→ **What you will do**:
1 > From the blog post about reaching Everest Base Camp, return the passage that opens with the words "Getting to EBC" and closes with "impossible not to.", copied verbatim.
2 > According to the blog post about reaching Everest Base Camp, in what year did the 5th Dalai Lama expand the Potala Palace to its current size?
3 > Write what comes next in the blog post about reaching Everest Base Camp, picking up after its final sentence.

→ **Source extract**:
Blog post from Alpenglow guide Zeb Blaise.
We hit our bumps in the road getting to Everest Base Camp, but all in all we’re doing pretty
well. Complaining about the trip logistics would be like complaining about air travel: its got its
problems, but how else can you get from Seattle to Katmandu in 24 hours? Travelling thousands
of feet in the air at hundreds of miles per hour is incredible, even if their only whiskey is Johnny
Everyone and everything arrived in Katmandu without a hitch. We recovered from a little jet
lag in KTM, spent a day at the airport only to find our flight was cancelled. No big deal. Air China
put us up at the Radison, and the next day we were in the air headed to Lhasa. A couple
thousand feet from landing, we suddenly pulled up and ascended back to our cruising
altitude…headed to Chengdu China. This wasn’t what we wanted, but it was better than a sketchy
landing through gale force wind shears. After a night at a Chinese hotel and shuffling our 19
duffle bags into an airport for the last time, we flew to Lhasa.
Getting to EBC in Tibet is similar magic. We didn’t have to spend months on a yak train with
hundreds of porters, we simply took a bus! A little adventure here and there added some
excitement to the experience of international travel.
Lhasa is an amalgamation of ancient Tibet and Han Chinese. We explored the old town and
the Potala Palace before heading on to Xigase (Shigatse). The Palace dates back to 637 before
the 5th Dalai Lama expanded it to it’s current size in 1645. Major battles between Tibetans and
the Chinese occured here in the late ’50s and ’60s, and thankfully a great deal of the structure and
artifacts were not destroyed in the conflicts. It’s certainly a hard spot to visit given its controversial
history, but it’s impossible not to.

→ **Data extract**:
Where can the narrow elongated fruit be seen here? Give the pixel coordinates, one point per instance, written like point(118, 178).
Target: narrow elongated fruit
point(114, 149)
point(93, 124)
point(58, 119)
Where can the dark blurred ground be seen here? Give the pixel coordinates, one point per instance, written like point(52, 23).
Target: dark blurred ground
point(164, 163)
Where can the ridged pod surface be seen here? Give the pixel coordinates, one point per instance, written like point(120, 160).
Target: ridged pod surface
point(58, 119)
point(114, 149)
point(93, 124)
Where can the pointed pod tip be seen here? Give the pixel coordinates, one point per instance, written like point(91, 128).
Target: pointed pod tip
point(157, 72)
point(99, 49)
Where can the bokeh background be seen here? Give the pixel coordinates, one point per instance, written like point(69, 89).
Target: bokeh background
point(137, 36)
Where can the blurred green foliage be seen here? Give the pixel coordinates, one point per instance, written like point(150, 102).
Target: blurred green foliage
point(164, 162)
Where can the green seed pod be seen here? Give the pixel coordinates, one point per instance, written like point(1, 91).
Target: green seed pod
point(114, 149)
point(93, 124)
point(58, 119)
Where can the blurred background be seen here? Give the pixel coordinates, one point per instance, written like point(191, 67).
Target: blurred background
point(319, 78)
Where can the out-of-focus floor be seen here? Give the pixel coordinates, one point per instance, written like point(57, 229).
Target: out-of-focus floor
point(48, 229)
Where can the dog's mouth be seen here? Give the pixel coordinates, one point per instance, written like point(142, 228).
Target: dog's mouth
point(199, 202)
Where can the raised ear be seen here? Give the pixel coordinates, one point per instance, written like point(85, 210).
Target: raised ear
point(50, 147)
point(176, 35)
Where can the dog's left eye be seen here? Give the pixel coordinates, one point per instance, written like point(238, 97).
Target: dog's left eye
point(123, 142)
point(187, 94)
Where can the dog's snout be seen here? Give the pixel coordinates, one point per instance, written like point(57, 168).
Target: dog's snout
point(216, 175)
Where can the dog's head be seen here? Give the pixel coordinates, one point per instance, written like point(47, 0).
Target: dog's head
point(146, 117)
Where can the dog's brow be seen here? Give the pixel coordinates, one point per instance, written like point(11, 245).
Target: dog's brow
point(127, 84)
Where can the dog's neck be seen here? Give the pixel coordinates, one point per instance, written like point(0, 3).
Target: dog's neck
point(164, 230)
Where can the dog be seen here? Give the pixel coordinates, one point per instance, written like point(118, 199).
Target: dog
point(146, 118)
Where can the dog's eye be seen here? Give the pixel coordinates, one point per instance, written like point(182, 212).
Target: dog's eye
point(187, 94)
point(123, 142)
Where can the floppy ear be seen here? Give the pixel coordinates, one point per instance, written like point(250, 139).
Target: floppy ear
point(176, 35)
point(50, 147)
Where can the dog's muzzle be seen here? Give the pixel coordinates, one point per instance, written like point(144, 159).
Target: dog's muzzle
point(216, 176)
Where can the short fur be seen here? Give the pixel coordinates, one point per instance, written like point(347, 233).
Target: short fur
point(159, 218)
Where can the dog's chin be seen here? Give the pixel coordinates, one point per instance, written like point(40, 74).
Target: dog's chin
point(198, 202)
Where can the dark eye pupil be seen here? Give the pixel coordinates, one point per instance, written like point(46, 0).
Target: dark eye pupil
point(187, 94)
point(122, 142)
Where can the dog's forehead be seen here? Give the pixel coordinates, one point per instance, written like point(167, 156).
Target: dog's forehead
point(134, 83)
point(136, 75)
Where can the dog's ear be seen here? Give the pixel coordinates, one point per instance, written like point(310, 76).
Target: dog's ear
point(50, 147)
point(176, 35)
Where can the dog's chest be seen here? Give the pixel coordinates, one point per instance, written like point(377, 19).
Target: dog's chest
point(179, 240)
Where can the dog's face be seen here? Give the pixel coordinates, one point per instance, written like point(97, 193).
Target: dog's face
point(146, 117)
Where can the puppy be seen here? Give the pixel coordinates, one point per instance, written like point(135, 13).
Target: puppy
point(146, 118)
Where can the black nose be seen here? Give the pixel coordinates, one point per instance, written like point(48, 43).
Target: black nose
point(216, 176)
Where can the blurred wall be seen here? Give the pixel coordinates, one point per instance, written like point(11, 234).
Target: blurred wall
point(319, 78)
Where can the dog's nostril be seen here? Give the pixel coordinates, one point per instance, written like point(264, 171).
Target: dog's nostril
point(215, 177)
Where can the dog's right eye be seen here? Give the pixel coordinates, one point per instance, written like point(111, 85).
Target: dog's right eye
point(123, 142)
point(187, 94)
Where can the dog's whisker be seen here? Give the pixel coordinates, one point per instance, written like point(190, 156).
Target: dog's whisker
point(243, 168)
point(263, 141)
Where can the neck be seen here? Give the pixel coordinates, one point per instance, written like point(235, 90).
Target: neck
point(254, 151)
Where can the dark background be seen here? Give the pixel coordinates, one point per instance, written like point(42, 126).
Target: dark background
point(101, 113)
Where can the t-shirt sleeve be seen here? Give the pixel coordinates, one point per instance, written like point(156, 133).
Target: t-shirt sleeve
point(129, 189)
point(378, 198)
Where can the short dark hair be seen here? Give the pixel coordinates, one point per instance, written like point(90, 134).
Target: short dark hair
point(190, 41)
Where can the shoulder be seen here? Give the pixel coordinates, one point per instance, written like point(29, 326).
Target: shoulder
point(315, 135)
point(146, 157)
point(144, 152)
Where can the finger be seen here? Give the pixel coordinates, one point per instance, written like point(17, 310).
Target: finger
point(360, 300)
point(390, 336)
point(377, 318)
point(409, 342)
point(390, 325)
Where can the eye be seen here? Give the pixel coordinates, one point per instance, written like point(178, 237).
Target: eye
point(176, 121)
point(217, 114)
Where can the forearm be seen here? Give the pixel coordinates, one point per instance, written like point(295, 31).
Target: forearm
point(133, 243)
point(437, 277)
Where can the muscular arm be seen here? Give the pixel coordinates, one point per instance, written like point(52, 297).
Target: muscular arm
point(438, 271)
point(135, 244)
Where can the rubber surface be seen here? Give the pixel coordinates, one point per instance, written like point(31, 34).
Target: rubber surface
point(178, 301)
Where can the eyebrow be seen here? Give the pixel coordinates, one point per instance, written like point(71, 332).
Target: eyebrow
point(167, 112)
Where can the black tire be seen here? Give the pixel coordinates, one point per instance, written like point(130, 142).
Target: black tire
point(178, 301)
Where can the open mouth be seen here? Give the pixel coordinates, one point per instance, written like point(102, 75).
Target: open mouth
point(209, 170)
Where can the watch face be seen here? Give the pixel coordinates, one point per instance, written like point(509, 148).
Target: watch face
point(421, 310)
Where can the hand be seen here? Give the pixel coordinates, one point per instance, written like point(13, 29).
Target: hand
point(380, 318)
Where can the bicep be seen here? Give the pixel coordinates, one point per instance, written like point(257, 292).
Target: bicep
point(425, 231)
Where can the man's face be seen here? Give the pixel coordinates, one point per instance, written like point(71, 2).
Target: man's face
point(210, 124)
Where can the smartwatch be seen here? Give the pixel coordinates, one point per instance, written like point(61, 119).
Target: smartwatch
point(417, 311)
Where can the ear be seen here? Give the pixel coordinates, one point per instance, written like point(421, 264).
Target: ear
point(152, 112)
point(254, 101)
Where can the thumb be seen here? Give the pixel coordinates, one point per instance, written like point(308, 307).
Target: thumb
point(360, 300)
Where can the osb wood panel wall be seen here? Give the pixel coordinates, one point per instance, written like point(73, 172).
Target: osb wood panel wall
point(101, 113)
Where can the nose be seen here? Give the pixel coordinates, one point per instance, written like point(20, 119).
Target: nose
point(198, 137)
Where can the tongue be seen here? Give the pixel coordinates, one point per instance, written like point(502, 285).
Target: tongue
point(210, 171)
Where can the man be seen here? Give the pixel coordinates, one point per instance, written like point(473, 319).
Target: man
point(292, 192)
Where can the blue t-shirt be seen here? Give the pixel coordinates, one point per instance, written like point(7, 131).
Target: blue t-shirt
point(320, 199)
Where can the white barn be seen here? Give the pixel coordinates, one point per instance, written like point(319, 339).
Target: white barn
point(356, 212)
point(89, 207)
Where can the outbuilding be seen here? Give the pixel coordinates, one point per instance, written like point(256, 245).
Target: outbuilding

→ **Task-by-task answers**:
1 >
Getting to EBC in Tibet is similar magic. We didn’t have to spend months on a yak train with
hundreds of porters, we simply took a bus! A little adventure here and there added some
excitement to the experience of international travel.
Lhasa is an amalgamation of ancient Tibet and Han Chinese. We explored the old town and
the Potala Palace before heading on to Xigase (Shigatse). The Palace dates back to 637 before
the 5th Dalai Lama expanded it to it’s current size in 1645. Major battles between Tibetans and
the Chinese occured here in the late ’50s and ’60s, and thankfully a great deal of the structure and
artifacts were not destroyed in the conflicts. It’s certainly a hard spot to visit given its controversial
history, but it’s impossible not to.

2 > 1645

3 >
After a nice night and some great Tibetan food in Xigase we were on to Base Camp. It was
a long drive, but new roads made for smooth travel. Before we knew it we were pulling into base
Panuru, our Sherpa sirdar (leader), had our camp ready when we arrived. Complete with a
dining tent, hang out tent, kitchen tent and four season tents for each climber we moved into
relative luxury at 17,000′ in the middle of nowhere Tibet. Our cooks here at camp are alchemists,
turning out delicious meals at extreme altitude. Grilled chicken with sauteed vegetables and
french fries was a great way to be welcomed to camp.
Despite the creature comforts, the first few nights at a new altitude are a little rough. Our
team got through our first night feeling alright with the normal altitude issues. Nausea and
headaches plagued many of our team members, but those symptoms are beginning to fade as
our bodies adjust to the low pressure.
We have a few more days here to acclimatize before we move up to Advanced Base Camp
(ABC). Most of this time we spend resting. Reading books, sending emails, trying to send
Snapchats, and conversing with each other takes the time between meals. Now that we’re getting
used to the altitude, we’ll start adding in some hikes to higher elevations for exercise and further
acclimatization. It’s paramount that we’re feeling well adjusted to this altitude before we move
higher on the mountain.
Our logistics are determined by how we feel. When we feel strong and well adjusted, we’ll
move to “interim camp” at 6000 meters. If we feel ok after a night there, it’s on to ABC at 6400
meters. Our plan is flexible and we can spend more nights at interim if we need to.
We’ll try to check in again before we make our move.